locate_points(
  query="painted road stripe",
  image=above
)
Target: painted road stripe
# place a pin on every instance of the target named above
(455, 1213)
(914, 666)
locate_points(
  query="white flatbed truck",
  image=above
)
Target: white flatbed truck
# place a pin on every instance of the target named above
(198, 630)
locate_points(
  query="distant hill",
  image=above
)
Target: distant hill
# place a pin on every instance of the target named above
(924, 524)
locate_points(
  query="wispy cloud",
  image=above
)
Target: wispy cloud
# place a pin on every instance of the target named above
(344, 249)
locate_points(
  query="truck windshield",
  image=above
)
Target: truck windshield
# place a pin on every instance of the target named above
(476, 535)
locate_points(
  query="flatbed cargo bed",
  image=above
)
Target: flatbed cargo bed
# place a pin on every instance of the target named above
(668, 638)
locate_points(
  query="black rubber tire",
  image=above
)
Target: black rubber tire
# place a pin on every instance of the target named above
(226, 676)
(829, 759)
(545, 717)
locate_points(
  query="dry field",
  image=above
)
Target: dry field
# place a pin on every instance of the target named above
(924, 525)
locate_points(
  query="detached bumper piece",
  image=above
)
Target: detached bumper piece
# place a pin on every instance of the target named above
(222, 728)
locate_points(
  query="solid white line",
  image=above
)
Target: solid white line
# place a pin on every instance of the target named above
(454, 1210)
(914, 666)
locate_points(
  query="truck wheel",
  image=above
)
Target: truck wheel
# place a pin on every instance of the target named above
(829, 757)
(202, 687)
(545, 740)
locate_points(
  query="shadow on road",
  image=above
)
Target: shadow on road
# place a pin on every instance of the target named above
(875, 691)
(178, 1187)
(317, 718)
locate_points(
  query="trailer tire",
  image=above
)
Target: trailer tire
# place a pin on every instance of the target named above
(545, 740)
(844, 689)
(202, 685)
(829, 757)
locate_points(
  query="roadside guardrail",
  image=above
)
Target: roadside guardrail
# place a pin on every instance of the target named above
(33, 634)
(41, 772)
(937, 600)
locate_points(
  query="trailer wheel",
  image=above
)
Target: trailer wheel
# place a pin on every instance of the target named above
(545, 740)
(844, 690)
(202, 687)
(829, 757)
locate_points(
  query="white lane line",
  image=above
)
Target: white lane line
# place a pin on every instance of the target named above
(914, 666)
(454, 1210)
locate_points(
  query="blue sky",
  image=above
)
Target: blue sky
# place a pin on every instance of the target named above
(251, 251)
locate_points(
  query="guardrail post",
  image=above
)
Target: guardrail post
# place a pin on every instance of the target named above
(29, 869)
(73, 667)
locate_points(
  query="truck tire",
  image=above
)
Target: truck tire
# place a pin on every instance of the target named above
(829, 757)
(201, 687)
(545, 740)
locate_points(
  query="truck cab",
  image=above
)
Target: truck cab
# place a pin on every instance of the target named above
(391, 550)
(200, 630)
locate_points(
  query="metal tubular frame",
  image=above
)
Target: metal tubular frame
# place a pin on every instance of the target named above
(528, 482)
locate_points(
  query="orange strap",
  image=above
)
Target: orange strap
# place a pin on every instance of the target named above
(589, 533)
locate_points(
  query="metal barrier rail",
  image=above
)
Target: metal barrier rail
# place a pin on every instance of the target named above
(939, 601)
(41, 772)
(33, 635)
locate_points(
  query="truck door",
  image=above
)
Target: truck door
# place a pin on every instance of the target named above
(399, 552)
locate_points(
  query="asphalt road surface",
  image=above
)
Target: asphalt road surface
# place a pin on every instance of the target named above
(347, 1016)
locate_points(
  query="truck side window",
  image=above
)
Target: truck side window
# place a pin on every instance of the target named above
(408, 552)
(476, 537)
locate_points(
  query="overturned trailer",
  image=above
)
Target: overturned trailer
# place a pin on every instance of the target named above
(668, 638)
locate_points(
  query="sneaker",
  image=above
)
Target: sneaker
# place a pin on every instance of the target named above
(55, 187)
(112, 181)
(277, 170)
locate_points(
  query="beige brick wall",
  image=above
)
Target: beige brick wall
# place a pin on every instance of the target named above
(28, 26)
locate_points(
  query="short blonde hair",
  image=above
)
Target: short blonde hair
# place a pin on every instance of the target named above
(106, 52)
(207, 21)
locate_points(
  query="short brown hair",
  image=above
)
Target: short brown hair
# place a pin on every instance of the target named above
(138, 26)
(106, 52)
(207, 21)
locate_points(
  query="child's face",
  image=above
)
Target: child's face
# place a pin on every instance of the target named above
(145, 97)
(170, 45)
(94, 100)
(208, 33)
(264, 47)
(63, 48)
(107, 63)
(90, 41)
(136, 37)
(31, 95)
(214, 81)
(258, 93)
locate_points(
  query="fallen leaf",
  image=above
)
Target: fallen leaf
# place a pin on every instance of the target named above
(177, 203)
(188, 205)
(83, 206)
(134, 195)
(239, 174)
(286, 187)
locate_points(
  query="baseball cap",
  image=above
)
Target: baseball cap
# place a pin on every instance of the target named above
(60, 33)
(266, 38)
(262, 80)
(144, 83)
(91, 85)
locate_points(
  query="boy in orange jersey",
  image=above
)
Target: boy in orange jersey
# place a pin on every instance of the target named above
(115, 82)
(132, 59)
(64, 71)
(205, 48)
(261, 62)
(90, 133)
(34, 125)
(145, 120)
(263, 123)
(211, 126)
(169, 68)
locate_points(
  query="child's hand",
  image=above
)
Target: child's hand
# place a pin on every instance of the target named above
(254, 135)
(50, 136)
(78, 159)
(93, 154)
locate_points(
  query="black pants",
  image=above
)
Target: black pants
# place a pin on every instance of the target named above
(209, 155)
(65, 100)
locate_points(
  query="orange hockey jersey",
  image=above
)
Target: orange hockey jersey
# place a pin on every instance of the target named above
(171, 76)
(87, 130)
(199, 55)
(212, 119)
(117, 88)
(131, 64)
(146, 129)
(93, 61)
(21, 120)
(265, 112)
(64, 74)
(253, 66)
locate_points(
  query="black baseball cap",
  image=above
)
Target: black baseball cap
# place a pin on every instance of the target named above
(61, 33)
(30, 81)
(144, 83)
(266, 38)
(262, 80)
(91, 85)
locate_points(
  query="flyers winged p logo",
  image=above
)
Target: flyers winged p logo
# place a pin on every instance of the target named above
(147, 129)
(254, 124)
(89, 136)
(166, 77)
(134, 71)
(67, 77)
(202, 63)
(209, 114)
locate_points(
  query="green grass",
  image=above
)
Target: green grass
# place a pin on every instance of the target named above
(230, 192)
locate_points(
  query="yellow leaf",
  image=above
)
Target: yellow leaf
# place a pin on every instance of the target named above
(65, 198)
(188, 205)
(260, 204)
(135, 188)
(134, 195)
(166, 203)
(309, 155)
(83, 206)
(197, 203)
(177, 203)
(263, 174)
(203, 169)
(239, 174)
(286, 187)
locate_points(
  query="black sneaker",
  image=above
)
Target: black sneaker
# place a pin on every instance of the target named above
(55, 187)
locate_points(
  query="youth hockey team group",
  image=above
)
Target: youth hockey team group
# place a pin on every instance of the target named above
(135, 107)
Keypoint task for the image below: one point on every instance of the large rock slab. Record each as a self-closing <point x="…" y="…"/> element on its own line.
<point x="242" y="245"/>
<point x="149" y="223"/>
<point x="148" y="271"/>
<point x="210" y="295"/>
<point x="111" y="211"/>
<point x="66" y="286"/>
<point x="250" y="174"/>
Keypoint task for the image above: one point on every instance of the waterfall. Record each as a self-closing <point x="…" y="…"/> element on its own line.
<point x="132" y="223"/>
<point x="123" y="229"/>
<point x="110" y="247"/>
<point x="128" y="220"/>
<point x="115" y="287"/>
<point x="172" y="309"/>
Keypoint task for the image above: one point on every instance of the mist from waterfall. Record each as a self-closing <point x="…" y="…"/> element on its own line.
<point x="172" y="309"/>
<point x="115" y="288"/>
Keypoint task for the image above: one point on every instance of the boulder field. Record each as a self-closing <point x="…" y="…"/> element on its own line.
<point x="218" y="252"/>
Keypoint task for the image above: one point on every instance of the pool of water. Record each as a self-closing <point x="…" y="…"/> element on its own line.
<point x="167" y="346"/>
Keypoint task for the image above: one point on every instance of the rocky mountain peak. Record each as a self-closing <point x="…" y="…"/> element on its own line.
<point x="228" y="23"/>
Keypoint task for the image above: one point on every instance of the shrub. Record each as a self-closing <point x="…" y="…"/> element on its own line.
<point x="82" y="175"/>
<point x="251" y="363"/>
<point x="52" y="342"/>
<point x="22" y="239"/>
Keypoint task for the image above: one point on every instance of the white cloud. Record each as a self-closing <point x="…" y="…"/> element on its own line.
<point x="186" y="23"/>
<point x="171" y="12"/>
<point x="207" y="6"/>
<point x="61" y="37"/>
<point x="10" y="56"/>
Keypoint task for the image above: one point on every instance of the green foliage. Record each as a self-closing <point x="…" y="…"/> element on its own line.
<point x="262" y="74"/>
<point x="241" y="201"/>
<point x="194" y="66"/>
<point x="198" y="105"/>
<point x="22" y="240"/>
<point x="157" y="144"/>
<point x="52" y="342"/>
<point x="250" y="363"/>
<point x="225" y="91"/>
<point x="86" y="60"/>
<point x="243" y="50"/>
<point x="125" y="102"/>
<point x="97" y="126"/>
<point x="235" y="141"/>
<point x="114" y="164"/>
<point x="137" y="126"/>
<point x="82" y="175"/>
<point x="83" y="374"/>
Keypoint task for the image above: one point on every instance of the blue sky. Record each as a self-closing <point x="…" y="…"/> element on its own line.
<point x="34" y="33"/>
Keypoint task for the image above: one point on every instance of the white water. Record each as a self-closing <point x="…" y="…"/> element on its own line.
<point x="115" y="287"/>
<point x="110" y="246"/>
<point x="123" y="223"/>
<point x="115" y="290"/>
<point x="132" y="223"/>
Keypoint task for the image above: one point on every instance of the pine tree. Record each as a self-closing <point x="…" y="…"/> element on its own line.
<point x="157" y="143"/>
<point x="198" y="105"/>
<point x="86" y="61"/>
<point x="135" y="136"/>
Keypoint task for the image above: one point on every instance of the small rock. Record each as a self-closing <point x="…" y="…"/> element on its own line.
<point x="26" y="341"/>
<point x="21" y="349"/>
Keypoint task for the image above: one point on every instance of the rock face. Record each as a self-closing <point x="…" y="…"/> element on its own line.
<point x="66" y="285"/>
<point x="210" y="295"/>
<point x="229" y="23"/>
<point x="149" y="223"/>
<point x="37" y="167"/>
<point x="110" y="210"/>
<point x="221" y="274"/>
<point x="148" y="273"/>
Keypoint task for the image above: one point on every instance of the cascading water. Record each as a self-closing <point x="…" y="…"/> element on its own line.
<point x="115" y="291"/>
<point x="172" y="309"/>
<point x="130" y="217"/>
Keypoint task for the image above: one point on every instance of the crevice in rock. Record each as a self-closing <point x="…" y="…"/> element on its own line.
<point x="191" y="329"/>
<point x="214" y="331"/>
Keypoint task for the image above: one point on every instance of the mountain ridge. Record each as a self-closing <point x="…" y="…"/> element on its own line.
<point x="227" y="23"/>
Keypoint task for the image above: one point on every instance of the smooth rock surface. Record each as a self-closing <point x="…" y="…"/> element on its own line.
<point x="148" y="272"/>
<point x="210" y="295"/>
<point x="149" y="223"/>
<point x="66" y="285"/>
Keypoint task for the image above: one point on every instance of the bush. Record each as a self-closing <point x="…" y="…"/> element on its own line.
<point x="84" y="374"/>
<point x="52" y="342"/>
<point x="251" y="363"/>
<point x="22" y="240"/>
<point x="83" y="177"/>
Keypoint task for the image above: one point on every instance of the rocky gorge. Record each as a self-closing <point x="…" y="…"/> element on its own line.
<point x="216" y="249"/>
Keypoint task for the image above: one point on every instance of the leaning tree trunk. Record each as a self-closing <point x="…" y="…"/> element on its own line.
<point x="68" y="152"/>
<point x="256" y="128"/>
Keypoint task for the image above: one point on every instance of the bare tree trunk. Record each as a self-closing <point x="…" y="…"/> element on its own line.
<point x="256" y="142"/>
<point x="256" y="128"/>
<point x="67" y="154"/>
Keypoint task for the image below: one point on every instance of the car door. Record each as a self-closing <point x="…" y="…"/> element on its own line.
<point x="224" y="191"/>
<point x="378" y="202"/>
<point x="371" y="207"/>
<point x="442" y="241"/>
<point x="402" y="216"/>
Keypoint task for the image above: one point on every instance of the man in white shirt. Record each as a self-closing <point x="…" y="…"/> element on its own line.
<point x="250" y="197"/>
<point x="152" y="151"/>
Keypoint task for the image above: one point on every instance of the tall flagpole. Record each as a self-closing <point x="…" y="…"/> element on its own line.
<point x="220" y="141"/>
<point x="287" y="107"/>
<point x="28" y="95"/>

WHAT NEEDS TO BE DONE: Look through the entries above and report the number of lines that contain "trailer". Write only the number.

ANSWER TO THE EXERCISE: 6